··· TEXT BLOCK

The Japanese Canadian Cultural Centre’s 12th annual Toronto Japanese Film Festival (TJFF) will be presented in person from June 8 to 22 at the JCCC’s Kobayashi Hall. The festival has now grown into one of the largest film events of its kind in the world and is recognized by the Japanese film industry as a vital conduit for bringing Japanese film to the world.
TJFF is programmed to reflect the rich diversity of the world’s 4th largest film industry. The festival opens with the International Premiere of Izuri Narushima’s Father of the Milky Way Railroad [銀河 鉄道 の 父] (we will tell you more about this one in the new days), a star-studded historical biopic of the beloved children’s author Kenji Miyazawa. The festival closes with the North American premiere of Tetsu Maeda’s screwball samurai comedy We’re broke, my lord (大名倒産).

······
··· AVAILABLE DATA

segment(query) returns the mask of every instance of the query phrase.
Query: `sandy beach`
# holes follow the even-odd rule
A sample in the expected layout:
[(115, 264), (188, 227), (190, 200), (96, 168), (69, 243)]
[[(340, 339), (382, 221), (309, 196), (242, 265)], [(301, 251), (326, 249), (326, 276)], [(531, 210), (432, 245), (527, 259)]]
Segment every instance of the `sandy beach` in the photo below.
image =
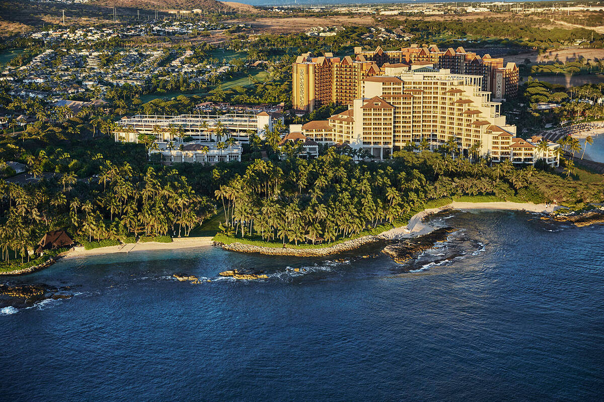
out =
[(158, 243), (148, 242), (146, 243), (133, 243), (129, 244), (120, 244), (117, 246), (100, 247), (92, 250), (85, 250), (83, 247), (79, 247), (69, 251), (63, 260), (72, 258), (88, 257), (89, 256), (99, 256), (101, 254), (113, 254), (114, 253), (133, 253), (137, 251), (149, 251), (153, 250), (176, 250), (178, 248), (190, 248), (210, 246), (212, 244), (211, 237), (176, 237), (172, 243)]
[(422, 222), (423, 218), (431, 213), (436, 213), (440, 211), (451, 210), (504, 210), (513, 211), (528, 211), (541, 213), (551, 213), (560, 208), (557, 205), (545, 205), (545, 204), (531, 204), (530, 203), (512, 203), (509, 201), (498, 201), (495, 203), (461, 203), (453, 201), (439, 208), (426, 209), (414, 215), (409, 220), (406, 226), (394, 228), (381, 234), (379, 237), (383, 239), (392, 239), (397, 237), (415, 237), (427, 234), (434, 230), (434, 228)]
[[(243, 253), (260, 253), (262, 254), (283, 255), (283, 256), (329, 256), (344, 251), (351, 250), (358, 247), (381, 239), (394, 238), (413, 238), (428, 234), (436, 228), (422, 222), (423, 218), (431, 214), (445, 210), (509, 210), (528, 211), (542, 213), (550, 213), (560, 208), (559, 206), (546, 206), (545, 204), (530, 204), (528, 203), (519, 203), (507, 201), (495, 203), (461, 203), (454, 201), (439, 208), (432, 208), (424, 210), (414, 215), (409, 221), (409, 223), (400, 227), (394, 228), (376, 236), (366, 236), (358, 239), (349, 240), (339, 243), (333, 246), (319, 248), (301, 249), (295, 248), (283, 248), (261, 247), (242, 243), (233, 243), (223, 245), (225, 250), (240, 251)], [(100, 256), (117, 253), (135, 253), (138, 251), (150, 251), (162, 250), (176, 250), (179, 248), (190, 248), (212, 245), (211, 237), (176, 237), (172, 243), (158, 243), (149, 242), (146, 243), (134, 243), (121, 244), (117, 246), (101, 247), (87, 250), (83, 247), (77, 247), (68, 252), (62, 258), (63, 260), (69, 259), (82, 258), (91, 256)], [(30, 269), (28, 273), (33, 272), (38, 268)], [(14, 272), (12, 273), (14, 274)]]
[(445, 210), (507, 210), (528, 211), (530, 212), (550, 213), (558, 209), (559, 206), (547, 206), (545, 204), (529, 203), (511, 203), (501, 201), (495, 203), (461, 203), (454, 201), (439, 208), (426, 209), (416, 213), (405, 226), (394, 228), (376, 236), (365, 236), (348, 240), (333, 246), (318, 248), (296, 248), (281, 247), (265, 247), (235, 242), (223, 245), (222, 248), (231, 251), (240, 253), (259, 253), (274, 256), (292, 256), (298, 257), (321, 257), (347, 251), (358, 247), (374, 243), (379, 240), (390, 239), (409, 239), (428, 234), (437, 228), (422, 222), (424, 217)]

······

# [ASSIGNMENT 1]
In the festival announcement, which film closes the festival?
# [ASSIGNMENT 2]
Copy the festival announcement word for word, starting at "The Japanese Canadian" and ending at "my lord (大名倒産).".
None of the items matter for what you're asked to do here.

# [TASK RESPONSE 1]
Tetsu Maeda's screwball samurai comedy We're broke, my lord (大名倒産) closes the festival, in its North American premiere.

# [TASK RESPONSE 2]
The Japanese Canadian Cultural Centre’s 12th annual Toronto Japanese Film Festival (TJFF) will be presented in person from June 8 to 22 at the JCCC’s Kobayashi Hall. The festival has now grown into one of the largest film events of its kind in the world and is recognized by the Japanese film industry as a vital conduit for bringing Japanese film to the world.
TJFF is programmed to reflect the rich diversity of the world’s 4th largest film industry. The festival opens with the International Premiere of Izuri Narushima’s Father of the Milky Way Railroad [銀河 鉄道 の 父] (we will tell you more about this one in the new days), a star-studded historical biopic of the beloved children’s author Kenji Miyazawa. The festival closes with the North American premiere of Tetsu Maeda’s screwball samurai comedy We’re broke, my lord (大名倒産).